Text passage
::::

[Diggers350] Cargill reaps windfall amongst food speculation bonanza
ilyan.thomas at virgin.net
Thu Aug 11 23:31:00 BST 2011
THis is a legal criminal action by Cargill. The law can do nothing
about it. Do the Rioters happen to be informed of that? Any
suggestions how their activities might be better directed to make
Cargill sick of the thought of speculating to drive up food prices?
On 10/08/2011 15:17, mark at tlio.org.uk wrote:
> Note also earlier report posted on this list 9 days ago revealing that
> "Cargill recently purchased all British wheat stocks in
> an‘unprecedented’ purchase"
> Url ref: http://groups.yahoo.com/group/Diggers350/message/3592
> Record earnings from Cargill on back of crop disruptions
> By Javier Blas, Commodities Editor
> FT, August 9, 2011
> Cargill reported its best year on Tuesday, as its profits breached
> $4bn on the back of disruptions to global food supplies.
> The world’s biggest agricultural trader said its net profit rose to
> $4.24bn in the year to May, compared with a previous record of $3.95bn
> in 2007-08, and an increase of 63 per cent compared with the $2.6bn
> earned last year.
> The Minnesota-based company is controlled by 80 members of the Cargill
> and MacMillan families descendants of William Wallace Cargill, who
> founded the trading house in 1865. The company does not disclose its
> dividends policy to the families, but according to a report last
> December by Moody’s Investors Service, it limits pay-outs to 20 per
> cent of trailing two-year earnings.
> The record profit highlights the big margins in the sector led by
> Cargill, which rose to prominence in the 2007-08 food crisis, when
> agricultural commodities prices hit all-time highs. Cargill and its
> main competitors, including ADM, Bunge and France’s Louis Dreyfus are
> known in the industry as “ABCD” and together dominate global flows of
> agricultural commodities.

::::

Stored data
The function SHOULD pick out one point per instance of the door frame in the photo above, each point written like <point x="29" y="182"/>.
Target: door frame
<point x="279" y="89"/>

::::

Task 1
According to the Cargill message, what net profit did Cargill report for the year to May?
Task 2
Quote the Cargill message word for word, starting with "On 10/08/2011 15:17, mark" and going on through "earned last year.".
The data isn't needed.

Problem solution 1
$4.24bn

Problem solution 2
On 10/08/2011 15:17, mark at tlio.org.uk wrote:
> Note also earlier report posted on this list 9 days ago revealing that
> "Cargill recently purchased all British wheat stocks in
> an‘unprecedented’ purchase"
> Url ref: http://groups.yahoo.com/group/Diggers350/message/3592
> Record earnings from Cargill on back of crop disruptions
> By Javier Blas, Commodities Editor
> FT, August 9, 2011
> Cargill reported its best year on Tuesday, as its profits breached
> $4bn on the back of disruptions to global food supplies.
> The world’s biggest agricultural trader said its net profit rose to
> $4.24bn in the year to May, compared with a previous record of $3.95bn
> in 2007-08, and an increase of 63 per cent compared with the $2.6bn
> earned last year.